§ Instrucciones
Reescribe el pasaje del texto sobre Raúl Gómez Jattín que va desde "Raúl era el" hasta "tímido y entusiasmado.", ambos incluidos, y sustituye "Teatro Colón" por "Teatro Municipal".
--- Texto de la página ---
Por José Luis Díaz-Granados*
Vuelvo los ojos treinta años atrás y en un relámpago de tiempo veo a Raúl Gómez Jattín muy joven -todos teníamos 20 años- con los ojos árabes, la sonrisa radiante y un bigote de espadachín, con dos o tres tratados de derecho bajo el ala.
Era entonces actor y abogado en ciernes el futuro cantor de los amaneceres del Sinú. Nos reuníamos casi a diario con Álvaro Miranda, Augusto Pinilla y Juan Gustavo Cobo Borda, entre otros, en la cafetería del Externado de Colombia, en el barrio Santa Fe, a conversar de lo divino y lo humano, especialmente de Gabo, del “boom” de la novela latinoamericana, de Belle de Jour y de la belleza glacial de Catherine Denueve, del Che, de Angola y Los Beatles.
Raúl era el primer actor del grupo de teatro del Externado y preparaba una encarnación escénica del mundo fabuloso de Macondo, bajo la dirección de Carlos José Reyes. En octubre de 1967 se abrió el telón del Teatro Colón, al que no le cabía un alma, y apareció el exuberante árabe-costeño en el papel de Aureliano Buendía junto a Tania Mendoza como la Mamá Grande, César Amaya como Aurelio Escovar, dentista sin título, y Rafael Araújo Gámez como el alcalde del pueblo. Al final fue la apoteosis: Gabo floreció en un palco aplaudiendo entre tímido y entusiasmado.
--- Listado proporcionado ---
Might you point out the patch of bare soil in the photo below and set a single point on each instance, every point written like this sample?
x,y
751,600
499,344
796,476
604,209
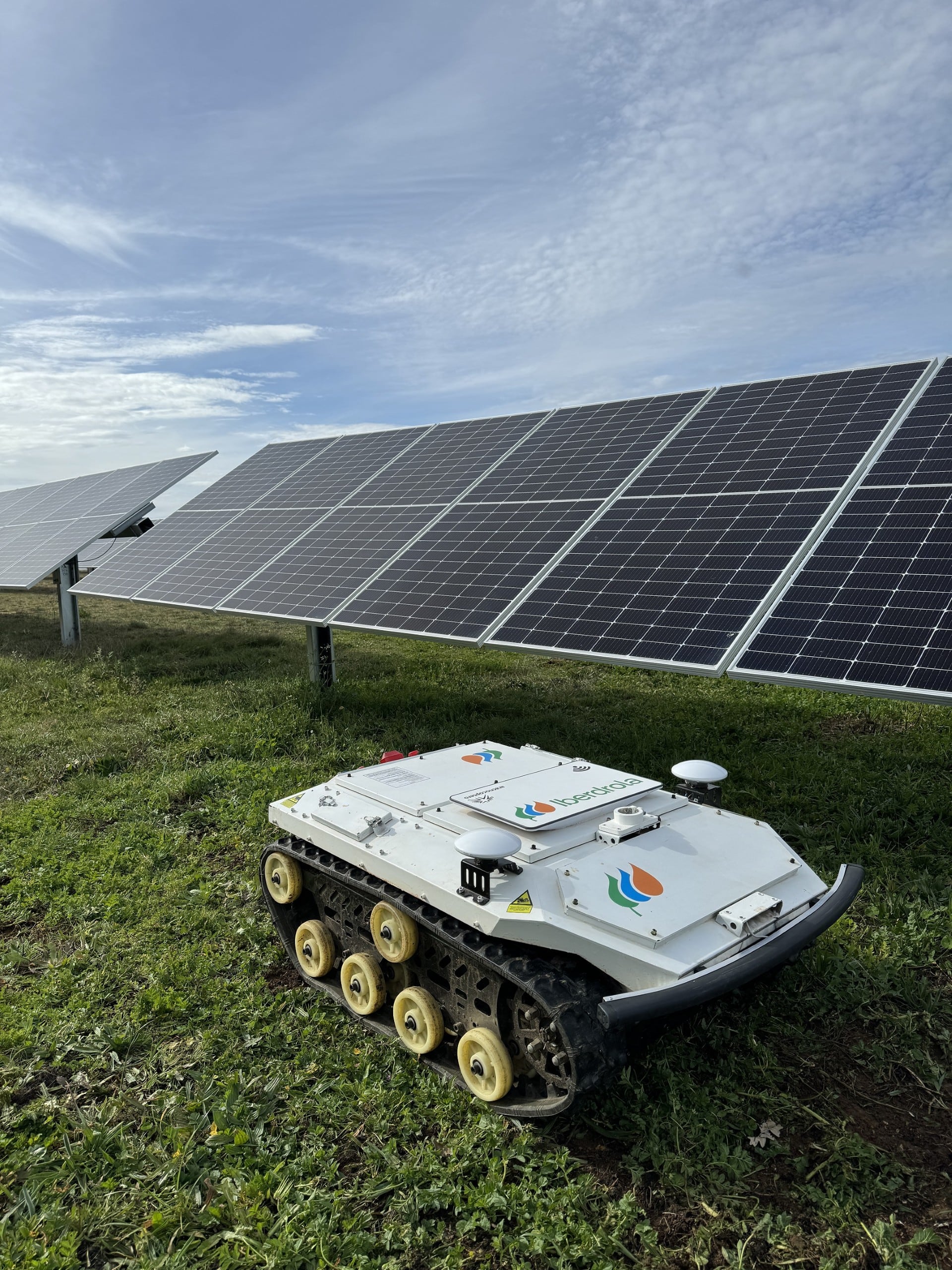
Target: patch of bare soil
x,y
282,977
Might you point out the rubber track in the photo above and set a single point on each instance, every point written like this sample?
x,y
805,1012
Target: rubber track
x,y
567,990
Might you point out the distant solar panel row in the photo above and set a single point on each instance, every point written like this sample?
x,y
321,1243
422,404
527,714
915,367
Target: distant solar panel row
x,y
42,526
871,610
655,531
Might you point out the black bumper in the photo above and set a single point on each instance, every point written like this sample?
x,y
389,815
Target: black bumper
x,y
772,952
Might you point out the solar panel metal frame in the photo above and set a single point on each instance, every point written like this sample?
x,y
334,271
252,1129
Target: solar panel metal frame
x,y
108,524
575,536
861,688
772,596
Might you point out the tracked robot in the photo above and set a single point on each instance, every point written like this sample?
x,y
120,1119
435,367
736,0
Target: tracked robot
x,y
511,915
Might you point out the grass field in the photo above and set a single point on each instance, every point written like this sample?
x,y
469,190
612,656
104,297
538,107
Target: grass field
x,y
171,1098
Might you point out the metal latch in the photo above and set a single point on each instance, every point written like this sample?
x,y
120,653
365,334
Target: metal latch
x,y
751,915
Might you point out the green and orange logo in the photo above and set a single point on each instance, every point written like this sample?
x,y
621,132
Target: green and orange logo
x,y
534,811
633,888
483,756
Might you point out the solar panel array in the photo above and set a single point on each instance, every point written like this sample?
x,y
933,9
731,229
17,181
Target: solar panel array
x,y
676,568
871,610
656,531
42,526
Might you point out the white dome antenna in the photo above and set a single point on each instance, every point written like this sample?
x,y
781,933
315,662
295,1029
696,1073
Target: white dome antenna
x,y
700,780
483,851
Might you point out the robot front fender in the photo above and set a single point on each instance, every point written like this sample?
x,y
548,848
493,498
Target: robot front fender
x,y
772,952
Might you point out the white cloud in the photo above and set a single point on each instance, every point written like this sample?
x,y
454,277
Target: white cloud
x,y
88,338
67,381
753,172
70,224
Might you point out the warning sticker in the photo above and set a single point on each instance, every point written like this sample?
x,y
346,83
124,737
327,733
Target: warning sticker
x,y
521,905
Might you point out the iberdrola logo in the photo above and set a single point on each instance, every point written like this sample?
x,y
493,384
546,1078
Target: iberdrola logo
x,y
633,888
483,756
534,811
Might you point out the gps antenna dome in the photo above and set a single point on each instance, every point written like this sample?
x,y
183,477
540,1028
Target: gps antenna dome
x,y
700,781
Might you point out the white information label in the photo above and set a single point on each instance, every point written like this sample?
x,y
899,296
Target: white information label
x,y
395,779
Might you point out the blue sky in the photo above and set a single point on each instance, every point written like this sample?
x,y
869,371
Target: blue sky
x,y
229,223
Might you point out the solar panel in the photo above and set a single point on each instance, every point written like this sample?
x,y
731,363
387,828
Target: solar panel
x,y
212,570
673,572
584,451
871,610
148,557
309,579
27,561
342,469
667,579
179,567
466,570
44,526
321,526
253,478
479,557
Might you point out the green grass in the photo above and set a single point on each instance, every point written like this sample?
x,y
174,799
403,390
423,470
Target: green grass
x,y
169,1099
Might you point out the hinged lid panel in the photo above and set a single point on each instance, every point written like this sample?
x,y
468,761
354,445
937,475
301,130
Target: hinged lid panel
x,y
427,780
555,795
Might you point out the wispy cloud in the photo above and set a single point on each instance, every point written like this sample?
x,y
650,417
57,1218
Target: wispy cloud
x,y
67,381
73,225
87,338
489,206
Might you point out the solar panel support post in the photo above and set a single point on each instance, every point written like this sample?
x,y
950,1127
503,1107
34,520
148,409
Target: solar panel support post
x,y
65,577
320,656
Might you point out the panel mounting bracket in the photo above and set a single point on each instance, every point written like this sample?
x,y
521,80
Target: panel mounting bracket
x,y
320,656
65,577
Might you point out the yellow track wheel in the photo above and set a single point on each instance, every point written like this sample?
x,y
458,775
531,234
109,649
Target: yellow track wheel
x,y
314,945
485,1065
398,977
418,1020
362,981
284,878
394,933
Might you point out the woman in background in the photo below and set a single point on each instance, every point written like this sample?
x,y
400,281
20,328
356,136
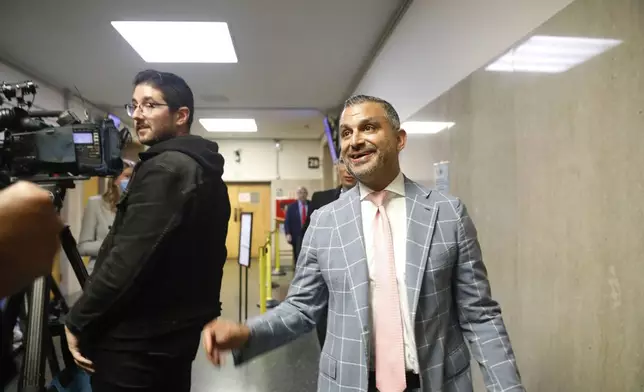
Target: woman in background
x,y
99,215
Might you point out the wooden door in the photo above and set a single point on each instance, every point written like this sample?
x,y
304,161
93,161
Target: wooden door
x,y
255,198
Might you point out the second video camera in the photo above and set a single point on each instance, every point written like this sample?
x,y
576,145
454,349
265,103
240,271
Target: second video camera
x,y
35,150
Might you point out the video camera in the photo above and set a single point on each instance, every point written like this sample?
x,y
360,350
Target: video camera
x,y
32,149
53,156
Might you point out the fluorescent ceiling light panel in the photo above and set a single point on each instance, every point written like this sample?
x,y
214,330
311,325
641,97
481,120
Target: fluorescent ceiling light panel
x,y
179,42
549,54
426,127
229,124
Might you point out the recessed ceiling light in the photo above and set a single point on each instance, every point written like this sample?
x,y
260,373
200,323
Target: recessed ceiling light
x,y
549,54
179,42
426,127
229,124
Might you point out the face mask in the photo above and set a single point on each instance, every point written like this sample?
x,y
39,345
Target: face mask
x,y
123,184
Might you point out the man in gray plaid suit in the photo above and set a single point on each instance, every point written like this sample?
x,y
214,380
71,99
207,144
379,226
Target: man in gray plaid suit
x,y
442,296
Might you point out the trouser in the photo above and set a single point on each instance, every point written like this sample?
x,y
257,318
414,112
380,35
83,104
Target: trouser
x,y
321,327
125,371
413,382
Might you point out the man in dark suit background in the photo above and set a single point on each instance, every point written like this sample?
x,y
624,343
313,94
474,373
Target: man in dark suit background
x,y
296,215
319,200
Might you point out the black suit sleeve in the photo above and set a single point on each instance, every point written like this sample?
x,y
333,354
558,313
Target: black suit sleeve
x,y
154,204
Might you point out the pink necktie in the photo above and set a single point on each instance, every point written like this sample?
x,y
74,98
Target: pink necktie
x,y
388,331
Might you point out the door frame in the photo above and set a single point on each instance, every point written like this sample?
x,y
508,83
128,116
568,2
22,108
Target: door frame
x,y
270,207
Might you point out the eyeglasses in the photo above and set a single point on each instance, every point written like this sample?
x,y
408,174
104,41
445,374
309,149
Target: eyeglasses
---
§ Espacio de respuesta
Raúl era el primer actor del grupo de teatro del Externado y preparaba una encarnación escénica del mundo fabuloso de Macondo, bajo la dirección de Carlos José Reyes. En octubre de 1967 se abrió el telón del Teatro Municipal, al que no le cabía un alma, y apareció el exuberante árabe-costeño en el papel de Aureliano Buendía junto a Tania Mendoza como la Mamá Grande, César Amaya como Aurelio Escovar, dentista sin título, y Rafael Araújo Gámez como el alcalde del pueblo. Al final fue la apoteosis: Gabo floreció en un palco aplaudiendo entre tímido y entusiasmado.